# [YOUR INSTRUCTIONS]
Reproduce the lines starting at the one containing "Put a pin on every instance of the man in" and ending at the one containing "x=315 y=273", substituting "golf shirt" for every occurrence of "polo shirt" and leaving everything else unchanged.

-- begin --

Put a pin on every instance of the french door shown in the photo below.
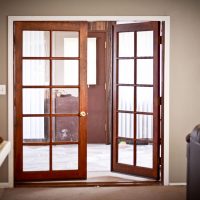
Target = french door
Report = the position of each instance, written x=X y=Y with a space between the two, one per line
x=136 y=99
x=50 y=100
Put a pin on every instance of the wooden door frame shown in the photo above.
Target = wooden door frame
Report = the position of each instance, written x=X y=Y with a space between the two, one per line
x=133 y=168
x=11 y=19
x=81 y=172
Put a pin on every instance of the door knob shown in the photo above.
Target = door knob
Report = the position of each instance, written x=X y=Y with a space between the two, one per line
x=82 y=113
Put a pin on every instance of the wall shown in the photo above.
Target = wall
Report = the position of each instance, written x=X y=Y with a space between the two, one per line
x=184 y=69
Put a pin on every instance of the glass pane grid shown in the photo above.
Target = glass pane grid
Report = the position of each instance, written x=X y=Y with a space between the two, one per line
x=37 y=85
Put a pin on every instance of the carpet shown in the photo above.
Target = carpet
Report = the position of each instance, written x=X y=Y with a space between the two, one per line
x=97 y=193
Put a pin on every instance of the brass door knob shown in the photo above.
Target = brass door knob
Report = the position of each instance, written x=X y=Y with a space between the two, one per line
x=82 y=113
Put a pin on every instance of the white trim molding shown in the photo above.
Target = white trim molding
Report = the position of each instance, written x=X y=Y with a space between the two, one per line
x=12 y=19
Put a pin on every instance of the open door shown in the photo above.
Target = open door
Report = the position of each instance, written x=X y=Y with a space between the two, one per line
x=136 y=99
x=50 y=100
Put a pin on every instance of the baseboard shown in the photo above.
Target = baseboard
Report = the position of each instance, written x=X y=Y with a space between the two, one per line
x=4 y=185
x=174 y=184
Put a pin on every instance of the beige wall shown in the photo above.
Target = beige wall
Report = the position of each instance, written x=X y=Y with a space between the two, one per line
x=184 y=52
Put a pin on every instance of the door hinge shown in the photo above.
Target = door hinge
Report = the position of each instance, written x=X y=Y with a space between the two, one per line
x=160 y=38
x=160 y=101
x=160 y=161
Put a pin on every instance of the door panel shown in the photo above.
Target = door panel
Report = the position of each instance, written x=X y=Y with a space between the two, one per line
x=50 y=93
x=136 y=107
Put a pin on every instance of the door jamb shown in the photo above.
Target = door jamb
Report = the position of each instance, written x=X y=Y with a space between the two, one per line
x=10 y=102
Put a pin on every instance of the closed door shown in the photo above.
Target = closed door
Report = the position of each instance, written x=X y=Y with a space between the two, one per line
x=136 y=99
x=50 y=100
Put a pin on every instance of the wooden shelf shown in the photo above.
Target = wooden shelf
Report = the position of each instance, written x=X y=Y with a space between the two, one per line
x=5 y=148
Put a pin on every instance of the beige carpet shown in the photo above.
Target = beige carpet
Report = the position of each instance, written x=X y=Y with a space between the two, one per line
x=97 y=193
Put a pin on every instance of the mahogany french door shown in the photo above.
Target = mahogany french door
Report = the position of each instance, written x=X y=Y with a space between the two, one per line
x=50 y=100
x=136 y=99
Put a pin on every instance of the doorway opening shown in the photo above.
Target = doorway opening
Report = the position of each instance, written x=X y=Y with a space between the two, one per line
x=57 y=119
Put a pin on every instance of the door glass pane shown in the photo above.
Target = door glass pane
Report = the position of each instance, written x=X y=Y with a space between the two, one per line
x=65 y=72
x=36 y=129
x=65 y=129
x=125 y=151
x=126 y=71
x=145 y=99
x=145 y=43
x=65 y=44
x=35 y=72
x=35 y=101
x=125 y=125
x=35 y=158
x=36 y=43
x=126 y=44
x=144 y=147
x=145 y=71
x=126 y=98
x=65 y=100
x=91 y=61
x=65 y=157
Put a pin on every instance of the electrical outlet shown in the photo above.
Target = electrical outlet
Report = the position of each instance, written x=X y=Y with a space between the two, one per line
x=2 y=89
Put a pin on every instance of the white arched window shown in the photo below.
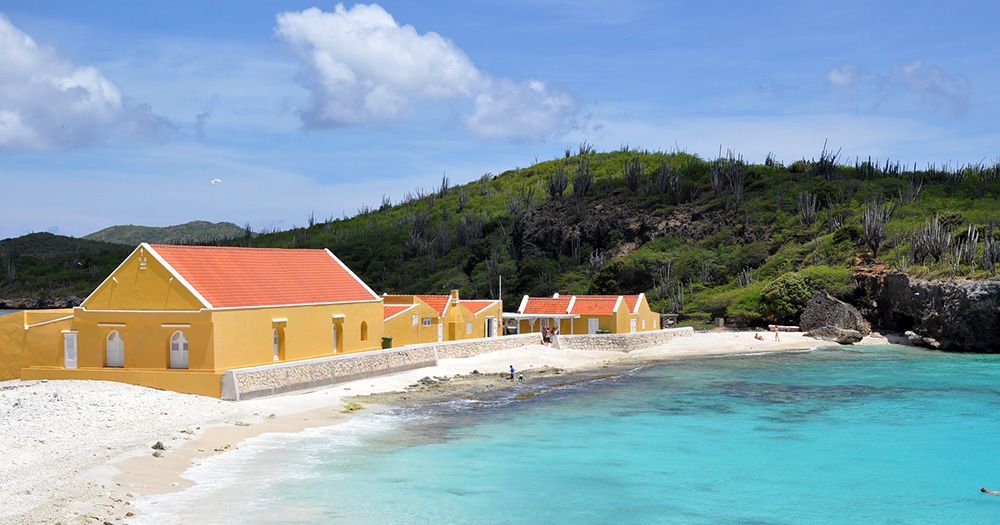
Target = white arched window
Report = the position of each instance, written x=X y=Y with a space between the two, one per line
x=178 y=350
x=114 y=350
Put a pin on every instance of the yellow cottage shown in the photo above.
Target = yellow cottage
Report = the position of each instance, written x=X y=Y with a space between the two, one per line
x=177 y=317
x=585 y=314
x=431 y=318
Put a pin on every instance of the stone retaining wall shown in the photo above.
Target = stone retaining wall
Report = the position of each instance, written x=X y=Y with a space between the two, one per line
x=621 y=342
x=245 y=383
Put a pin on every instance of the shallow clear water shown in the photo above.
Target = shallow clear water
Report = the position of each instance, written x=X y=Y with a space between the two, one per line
x=854 y=435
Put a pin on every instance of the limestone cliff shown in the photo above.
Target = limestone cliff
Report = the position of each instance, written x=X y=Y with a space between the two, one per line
x=961 y=316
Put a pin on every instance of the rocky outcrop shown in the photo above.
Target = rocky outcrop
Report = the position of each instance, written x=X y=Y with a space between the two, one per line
x=957 y=316
x=842 y=336
x=919 y=340
x=826 y=310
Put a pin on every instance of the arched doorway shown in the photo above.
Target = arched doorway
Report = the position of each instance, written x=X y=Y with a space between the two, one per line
x=114 y=350
x=178 y=350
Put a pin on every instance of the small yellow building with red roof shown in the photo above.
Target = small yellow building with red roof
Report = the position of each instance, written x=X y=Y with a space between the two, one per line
x=585 y=314
x=443 y=318
x=177 y=317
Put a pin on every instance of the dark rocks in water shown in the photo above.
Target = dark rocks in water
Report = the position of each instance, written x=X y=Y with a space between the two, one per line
x=960 y=316
x=842 y=336
x=919 y=340
x=826 y=310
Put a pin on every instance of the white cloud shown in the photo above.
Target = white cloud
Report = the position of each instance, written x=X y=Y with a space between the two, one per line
x=46 y=102
x=842 y=75
x=362 y=67
x=528 y=110
x=942 y=92
x=913 y=84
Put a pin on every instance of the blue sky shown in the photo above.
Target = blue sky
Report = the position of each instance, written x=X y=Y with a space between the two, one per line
x=120 y=112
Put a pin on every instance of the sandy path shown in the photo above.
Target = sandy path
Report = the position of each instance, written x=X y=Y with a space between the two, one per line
x=79 y=451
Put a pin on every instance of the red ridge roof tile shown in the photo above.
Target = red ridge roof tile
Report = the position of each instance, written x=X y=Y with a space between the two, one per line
x=229 y=277
x=437 y=302
x=477 y=305
x=389 y=310
x=547 y=305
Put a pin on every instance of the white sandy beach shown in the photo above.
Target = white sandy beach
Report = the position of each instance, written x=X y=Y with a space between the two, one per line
x=79 y=451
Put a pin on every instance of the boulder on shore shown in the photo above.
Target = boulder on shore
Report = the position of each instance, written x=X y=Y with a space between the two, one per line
x=838 y=335
x=826 y=310
x=919 y=340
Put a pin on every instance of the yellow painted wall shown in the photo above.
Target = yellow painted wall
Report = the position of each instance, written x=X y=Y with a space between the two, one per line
x=402 y=331
x=456 y=319
x=186 y=381
x=40 y=345
x=152 y=288
x=651 y=318
x=245 y=337
x=147 y=341
x=479 y=320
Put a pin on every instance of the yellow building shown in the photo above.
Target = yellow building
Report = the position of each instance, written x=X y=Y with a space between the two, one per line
x=585 y=314
x=409 y=321
x=177 y=317
x=441 y=318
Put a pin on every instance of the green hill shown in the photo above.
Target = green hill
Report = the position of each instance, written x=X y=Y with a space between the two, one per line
x=703 y=238
x=193 y=232
x=41 y=270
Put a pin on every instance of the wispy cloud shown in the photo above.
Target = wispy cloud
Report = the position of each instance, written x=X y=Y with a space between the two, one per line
x=925 y=85
x=362 y=67
x=47 y=102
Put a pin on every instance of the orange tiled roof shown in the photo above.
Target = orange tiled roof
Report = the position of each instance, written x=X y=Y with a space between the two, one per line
x=247 y=277
x=476 y=305
x=389 y=310
x=437 y=302
x=631 y=301
x=547 y=305
x=595 y=304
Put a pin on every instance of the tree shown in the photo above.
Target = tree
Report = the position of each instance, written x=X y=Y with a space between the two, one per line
x=874 y=220
x=785 y=298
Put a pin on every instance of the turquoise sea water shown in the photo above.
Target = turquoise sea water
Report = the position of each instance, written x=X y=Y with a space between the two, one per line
x=853 y=435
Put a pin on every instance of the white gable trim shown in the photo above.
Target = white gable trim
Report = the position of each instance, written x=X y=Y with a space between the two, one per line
x=477 y=312
x=618 y=303
x=638 y=301
x=175 y=273
x=401 y=312
x=352 y=274
x=110 y=276
x=50 y=321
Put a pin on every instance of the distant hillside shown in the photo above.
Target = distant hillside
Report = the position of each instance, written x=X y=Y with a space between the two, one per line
x=193 y=232
x=41 y=270
x=704 y=238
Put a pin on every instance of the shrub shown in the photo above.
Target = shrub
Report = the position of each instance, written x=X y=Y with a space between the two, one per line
x=784 y=298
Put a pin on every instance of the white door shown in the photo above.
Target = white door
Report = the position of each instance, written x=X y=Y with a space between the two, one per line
x=178 y=351
x=115 y=351
x=69 y=350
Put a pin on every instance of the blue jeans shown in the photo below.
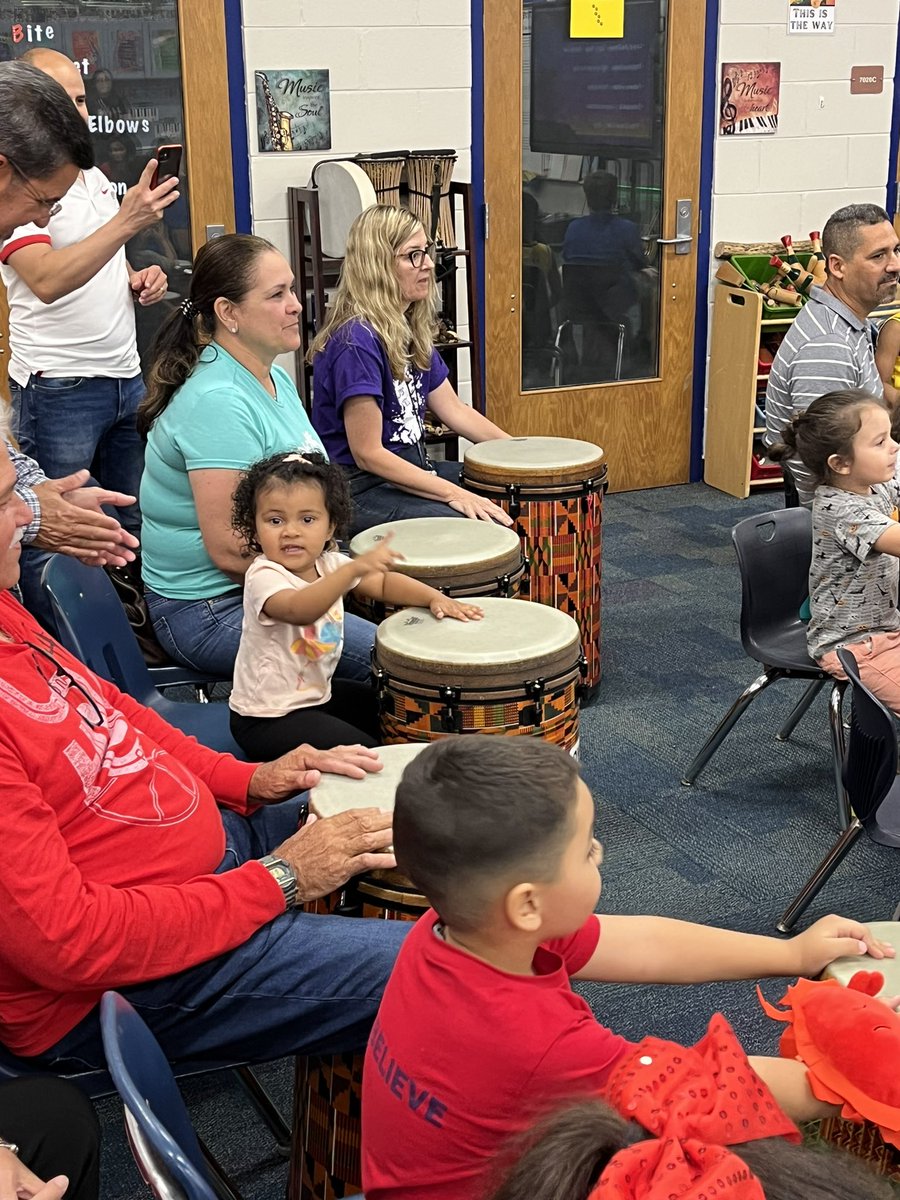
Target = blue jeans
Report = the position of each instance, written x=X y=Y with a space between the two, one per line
x=205 y=634
x=301 y=984
x=76 y=423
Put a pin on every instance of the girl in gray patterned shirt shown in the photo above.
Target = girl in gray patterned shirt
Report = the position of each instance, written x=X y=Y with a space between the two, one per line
x=845 y=439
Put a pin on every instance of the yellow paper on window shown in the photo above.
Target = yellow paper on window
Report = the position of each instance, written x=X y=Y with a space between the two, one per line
x=597 y=18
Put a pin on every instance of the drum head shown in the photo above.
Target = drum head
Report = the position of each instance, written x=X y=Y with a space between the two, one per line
x=843 y=970
x=534 y=460
x=345 y=191
x=337 y=793
x=516 y=641
x=445 y=547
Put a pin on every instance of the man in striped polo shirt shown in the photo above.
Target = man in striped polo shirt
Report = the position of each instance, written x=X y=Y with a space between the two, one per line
x=829 y=345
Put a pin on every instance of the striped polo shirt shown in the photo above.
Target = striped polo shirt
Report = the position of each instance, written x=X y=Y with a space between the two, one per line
x=827 y=348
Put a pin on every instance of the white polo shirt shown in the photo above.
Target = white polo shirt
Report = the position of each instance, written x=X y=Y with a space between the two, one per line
x=91 y=330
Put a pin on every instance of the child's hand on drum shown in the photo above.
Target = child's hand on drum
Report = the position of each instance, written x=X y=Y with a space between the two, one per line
x=379 y=559
x=478 y=508
x=445 y=606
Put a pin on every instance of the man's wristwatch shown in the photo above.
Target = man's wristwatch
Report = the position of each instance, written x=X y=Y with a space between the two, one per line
x=283 y=875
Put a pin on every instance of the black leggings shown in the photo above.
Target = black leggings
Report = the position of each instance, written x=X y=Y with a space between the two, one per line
x=349 y=717
x=53 y=1125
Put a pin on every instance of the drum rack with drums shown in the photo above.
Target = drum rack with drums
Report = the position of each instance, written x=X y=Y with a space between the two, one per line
x=315 y=273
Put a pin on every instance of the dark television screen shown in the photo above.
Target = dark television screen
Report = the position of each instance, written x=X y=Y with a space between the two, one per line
x=594 y=94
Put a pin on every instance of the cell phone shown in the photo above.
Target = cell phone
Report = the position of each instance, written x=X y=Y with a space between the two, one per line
x=168 y=165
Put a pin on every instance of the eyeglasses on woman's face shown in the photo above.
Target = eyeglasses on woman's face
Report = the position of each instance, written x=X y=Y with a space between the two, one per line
x=53 y=207
x=417 y=257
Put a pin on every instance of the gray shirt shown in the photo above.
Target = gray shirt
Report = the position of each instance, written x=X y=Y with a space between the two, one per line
x=827 y=348
x=853 y=588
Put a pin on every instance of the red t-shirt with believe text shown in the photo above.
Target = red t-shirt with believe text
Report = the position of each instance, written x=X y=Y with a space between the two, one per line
x=463 y=1055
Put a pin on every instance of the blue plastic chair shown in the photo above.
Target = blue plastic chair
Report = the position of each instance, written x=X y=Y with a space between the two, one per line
x=91 y=624
x=162 y=1138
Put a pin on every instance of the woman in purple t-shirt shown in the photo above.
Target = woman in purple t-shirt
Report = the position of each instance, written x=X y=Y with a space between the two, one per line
x=376 y=370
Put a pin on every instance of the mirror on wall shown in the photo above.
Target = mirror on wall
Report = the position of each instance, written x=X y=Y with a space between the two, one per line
x=592 y=184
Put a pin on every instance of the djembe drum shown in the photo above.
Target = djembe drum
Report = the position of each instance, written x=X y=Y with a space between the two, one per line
x=429 y=177
x=385 y=171
x=328 y=1089
x=862 y=1138
x=514 y=672
x=553 y=490
x=471 y=558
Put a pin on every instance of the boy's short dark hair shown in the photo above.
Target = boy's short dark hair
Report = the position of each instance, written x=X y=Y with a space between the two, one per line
x=475 y=814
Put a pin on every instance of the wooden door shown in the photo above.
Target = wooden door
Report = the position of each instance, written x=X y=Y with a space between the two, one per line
x=642 y=423
x=162 y=52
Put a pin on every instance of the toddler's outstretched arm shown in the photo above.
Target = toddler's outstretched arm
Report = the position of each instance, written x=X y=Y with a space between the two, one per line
x=657 y=949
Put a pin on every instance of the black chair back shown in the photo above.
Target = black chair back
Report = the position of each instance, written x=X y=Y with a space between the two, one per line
x=871 y=759
x=774 y=551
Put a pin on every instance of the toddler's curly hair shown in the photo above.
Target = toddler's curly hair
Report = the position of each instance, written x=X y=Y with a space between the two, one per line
x=311 y=467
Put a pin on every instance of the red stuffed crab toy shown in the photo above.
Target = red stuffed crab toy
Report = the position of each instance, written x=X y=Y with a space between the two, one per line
x=850 y=1044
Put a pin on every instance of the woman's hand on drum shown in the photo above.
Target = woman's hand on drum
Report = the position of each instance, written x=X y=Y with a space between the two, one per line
x=303 y=768
x=445 y=606
x=327 y=852
x=379 y=559
x=478 y=508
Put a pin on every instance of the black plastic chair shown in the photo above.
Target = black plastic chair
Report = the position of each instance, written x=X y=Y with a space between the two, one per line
x=871 y=781
x=91 y=624
x=774 y=551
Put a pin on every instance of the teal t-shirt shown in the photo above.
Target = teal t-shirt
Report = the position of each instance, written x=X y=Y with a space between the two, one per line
x=221 y=417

-- end --

# [EXERCISE OUTPUT]
Put a pin on every instance of the man in striped golf shirt shown in the photo above.
Target = man in striped golf shirt
Report = the position of each instance, written x=X y=Y with a space between the two, one per line
x=829 y=345
Put a pin on every instance of the striped golf shirt shown in the photo above.
Target = striped golf shirt
Report = the position of each instance, written x=X y=Y with a space between the two, one per line
x=827 y=348
Put a pin on every instance of the white golf shirt shown in the photo above.
Target = white golf shirt
Report = the position of each instance, written x=X y=Y with a space between the two, one per line
x=91 y=330
Put a pin on every instance of the child's hand on drum shown in the photo above.
Target = child's hand on drum
Report = the position of each instance, written x=X y=Y with a space between the two, one per line
x=379 y=559
x=478 y=508
x=445 y=606
Put a pin on every instance of the man's wristwatch shown in the photo above.
Target = man's wristwatch
Report = the position of each instance, written x=X y=Y with a space between the two, one per line
x=283 y=875
Put a pin on every instance of the black leggings shown in the photo above.
Target = black leggings
Report = the position of each instance, written x=X y=Y with a space between the two, one per line
x=349 y=717
x=53 y=1125
Put a pin on every instance of the drum rack with drums shown in the photo above.
Target = drum rack with drums
Report = the position of each instance, written x=X y=Y with a space between the two, one per line
x=315 y=273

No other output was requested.